Excerpted records:
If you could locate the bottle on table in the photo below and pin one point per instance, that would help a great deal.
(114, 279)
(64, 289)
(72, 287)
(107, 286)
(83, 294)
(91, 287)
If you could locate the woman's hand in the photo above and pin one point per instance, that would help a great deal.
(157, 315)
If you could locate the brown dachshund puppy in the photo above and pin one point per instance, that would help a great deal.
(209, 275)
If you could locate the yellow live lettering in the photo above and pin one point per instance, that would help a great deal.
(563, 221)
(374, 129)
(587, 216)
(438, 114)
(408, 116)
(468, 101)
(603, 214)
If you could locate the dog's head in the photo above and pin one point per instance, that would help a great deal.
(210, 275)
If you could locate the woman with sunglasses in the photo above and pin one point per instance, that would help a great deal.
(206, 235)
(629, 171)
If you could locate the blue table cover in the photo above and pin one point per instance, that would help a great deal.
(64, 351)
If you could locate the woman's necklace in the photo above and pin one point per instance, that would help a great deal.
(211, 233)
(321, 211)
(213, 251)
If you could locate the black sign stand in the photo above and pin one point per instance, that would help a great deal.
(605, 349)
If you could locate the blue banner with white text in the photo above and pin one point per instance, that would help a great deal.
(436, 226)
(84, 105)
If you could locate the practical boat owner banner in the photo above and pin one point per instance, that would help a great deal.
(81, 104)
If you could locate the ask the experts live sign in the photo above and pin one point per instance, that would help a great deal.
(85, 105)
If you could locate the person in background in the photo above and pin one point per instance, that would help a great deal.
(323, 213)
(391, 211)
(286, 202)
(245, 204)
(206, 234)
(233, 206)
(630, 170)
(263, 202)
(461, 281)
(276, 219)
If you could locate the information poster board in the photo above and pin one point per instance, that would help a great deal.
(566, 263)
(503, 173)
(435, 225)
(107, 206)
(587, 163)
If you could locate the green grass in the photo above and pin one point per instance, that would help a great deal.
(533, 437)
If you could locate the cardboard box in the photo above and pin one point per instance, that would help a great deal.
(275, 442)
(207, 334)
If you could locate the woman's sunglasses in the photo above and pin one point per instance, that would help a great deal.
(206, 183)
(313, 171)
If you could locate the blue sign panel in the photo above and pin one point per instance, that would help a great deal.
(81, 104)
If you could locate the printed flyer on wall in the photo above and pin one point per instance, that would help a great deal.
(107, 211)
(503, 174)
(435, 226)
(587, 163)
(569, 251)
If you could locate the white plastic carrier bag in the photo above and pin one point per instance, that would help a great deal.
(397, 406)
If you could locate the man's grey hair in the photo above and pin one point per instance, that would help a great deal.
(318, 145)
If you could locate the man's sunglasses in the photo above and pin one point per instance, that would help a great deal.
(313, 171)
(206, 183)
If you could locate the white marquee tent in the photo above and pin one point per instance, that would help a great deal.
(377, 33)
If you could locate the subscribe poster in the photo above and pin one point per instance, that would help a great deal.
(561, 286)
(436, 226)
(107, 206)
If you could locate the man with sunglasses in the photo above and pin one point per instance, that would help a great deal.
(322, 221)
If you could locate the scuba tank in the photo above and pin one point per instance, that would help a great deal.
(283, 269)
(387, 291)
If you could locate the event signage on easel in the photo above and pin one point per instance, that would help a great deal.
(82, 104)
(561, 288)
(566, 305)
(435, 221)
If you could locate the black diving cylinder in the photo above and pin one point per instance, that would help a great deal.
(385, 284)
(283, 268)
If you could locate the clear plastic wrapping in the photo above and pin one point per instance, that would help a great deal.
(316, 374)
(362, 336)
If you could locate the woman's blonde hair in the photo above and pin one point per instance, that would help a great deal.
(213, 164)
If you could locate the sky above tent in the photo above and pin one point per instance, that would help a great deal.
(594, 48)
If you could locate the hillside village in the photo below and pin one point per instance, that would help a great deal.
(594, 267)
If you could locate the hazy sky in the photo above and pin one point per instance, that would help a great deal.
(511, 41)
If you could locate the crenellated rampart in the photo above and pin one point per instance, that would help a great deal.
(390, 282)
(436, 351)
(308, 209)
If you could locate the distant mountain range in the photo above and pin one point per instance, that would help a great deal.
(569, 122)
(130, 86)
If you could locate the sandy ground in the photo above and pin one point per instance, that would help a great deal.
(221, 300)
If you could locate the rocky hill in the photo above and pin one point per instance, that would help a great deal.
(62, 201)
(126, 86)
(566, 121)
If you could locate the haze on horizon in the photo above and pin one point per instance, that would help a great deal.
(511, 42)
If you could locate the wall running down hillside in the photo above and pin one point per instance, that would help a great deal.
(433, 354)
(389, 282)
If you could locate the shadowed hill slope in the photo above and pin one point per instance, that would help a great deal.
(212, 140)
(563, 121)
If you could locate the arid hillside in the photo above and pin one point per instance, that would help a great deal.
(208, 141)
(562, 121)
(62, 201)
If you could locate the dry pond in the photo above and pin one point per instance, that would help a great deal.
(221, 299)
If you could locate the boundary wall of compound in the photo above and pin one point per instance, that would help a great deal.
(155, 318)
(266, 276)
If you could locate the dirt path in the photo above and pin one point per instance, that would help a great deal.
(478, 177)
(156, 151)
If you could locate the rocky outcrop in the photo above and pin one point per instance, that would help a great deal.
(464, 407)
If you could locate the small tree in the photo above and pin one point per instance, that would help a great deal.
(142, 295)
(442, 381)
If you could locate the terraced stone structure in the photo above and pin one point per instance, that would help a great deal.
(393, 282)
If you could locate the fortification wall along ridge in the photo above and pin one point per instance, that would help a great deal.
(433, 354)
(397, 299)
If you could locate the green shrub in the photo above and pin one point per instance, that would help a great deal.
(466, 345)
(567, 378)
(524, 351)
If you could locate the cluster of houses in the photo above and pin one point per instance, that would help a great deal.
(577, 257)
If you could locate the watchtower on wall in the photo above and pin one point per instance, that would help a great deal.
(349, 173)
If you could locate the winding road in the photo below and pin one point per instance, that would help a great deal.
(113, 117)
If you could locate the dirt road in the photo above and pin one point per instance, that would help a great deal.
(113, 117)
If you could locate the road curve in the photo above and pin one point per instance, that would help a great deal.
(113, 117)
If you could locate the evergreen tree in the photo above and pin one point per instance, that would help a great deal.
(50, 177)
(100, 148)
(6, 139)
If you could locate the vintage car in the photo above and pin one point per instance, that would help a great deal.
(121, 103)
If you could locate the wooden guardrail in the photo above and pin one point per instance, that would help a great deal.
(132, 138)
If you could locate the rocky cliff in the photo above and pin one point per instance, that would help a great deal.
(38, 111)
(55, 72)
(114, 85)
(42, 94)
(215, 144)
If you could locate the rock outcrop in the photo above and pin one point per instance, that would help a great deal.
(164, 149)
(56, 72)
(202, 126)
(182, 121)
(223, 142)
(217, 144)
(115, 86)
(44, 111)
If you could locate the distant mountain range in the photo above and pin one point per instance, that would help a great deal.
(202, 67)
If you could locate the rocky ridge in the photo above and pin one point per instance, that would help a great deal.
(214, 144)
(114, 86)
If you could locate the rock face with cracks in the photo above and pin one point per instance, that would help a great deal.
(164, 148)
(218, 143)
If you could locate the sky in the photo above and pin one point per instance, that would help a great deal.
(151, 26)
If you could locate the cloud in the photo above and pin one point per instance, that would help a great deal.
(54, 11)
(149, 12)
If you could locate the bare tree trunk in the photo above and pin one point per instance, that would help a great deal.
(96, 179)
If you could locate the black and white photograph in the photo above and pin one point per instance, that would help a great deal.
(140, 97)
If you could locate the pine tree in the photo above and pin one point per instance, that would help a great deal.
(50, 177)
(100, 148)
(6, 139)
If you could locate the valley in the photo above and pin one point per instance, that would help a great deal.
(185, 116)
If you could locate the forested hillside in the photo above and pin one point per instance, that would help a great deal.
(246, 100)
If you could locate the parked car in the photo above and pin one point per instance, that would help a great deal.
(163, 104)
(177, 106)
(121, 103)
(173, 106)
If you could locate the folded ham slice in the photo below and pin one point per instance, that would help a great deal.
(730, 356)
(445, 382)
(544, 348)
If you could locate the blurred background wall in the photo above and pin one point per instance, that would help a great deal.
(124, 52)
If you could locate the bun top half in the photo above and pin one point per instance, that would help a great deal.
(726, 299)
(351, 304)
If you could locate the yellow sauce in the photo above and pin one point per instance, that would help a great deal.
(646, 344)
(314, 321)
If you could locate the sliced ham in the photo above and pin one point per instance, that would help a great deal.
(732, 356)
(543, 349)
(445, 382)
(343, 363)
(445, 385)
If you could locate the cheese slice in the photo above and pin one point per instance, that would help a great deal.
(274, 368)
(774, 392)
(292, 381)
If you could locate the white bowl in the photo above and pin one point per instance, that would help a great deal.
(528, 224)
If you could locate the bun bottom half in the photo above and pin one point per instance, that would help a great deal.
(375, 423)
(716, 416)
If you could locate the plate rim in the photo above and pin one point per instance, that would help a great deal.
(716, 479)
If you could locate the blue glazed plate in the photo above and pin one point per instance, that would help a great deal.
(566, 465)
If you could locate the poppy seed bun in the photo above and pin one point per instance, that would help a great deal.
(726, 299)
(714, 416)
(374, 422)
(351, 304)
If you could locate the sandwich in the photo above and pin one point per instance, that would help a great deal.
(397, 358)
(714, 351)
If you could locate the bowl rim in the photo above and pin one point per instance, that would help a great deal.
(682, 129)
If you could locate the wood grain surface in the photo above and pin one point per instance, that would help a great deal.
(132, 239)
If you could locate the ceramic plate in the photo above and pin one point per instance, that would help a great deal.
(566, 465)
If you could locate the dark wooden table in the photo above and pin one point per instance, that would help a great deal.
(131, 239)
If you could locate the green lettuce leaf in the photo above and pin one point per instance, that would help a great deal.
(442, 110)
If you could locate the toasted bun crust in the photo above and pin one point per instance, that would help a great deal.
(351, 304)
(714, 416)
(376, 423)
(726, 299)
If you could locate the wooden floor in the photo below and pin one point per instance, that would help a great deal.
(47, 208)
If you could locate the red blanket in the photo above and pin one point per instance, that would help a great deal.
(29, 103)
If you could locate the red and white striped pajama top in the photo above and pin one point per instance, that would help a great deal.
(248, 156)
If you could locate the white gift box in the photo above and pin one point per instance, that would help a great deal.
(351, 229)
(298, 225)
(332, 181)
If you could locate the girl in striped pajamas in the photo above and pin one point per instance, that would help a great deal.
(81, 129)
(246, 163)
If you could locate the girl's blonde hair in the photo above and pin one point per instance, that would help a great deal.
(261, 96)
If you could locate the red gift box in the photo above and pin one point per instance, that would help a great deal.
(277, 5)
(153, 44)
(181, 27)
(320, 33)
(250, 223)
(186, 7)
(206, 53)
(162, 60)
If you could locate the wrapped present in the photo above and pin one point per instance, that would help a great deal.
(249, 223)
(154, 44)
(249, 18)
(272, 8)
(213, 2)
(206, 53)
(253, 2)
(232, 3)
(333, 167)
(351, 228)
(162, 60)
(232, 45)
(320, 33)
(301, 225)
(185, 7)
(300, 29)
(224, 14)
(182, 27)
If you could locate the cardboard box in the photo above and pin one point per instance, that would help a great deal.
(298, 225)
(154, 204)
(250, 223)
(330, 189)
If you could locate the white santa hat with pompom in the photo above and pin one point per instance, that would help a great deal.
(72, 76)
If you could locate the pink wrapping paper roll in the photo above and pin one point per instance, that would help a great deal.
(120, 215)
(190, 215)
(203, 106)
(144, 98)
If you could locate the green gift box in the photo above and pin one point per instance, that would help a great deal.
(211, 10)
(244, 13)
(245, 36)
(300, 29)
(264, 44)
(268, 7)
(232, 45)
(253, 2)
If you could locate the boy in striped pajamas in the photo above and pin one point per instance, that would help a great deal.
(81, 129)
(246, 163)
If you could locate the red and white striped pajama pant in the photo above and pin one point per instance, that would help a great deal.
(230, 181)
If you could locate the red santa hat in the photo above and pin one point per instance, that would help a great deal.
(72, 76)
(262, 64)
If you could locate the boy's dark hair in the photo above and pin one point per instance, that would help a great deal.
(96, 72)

What you will do:
Everything from the line that contains "If you could locate the green gift" through the end of the records must be duplicated exactly, and nothing outside that range.

Full response:
If you could locate the green gift box in the photo above and pin one point per instance, that would help a great deal.
(211, 10)
(244, 13)
(245, 36)
(300, 29)
(264, 44)
(268, 7)
(232, 45)
(253, 2)
If you could locate the boy in striped pajamas in the photo above and pin one point per instance, that would help a great deal.
(81, 129)
(246, 163)
If you could locate the red and white striped pajama pant in the photo above and pin one point per instance, that would help a great deal.
(230, 181)
If you could locate the red santa hat in the photo above and pin one point per instance, that would help a great deal.
(72, 76)
(262, 64)
If you could locate the boy's dark hair in the photo above and pin one point per instance, that would help a great deal.
(96, 72)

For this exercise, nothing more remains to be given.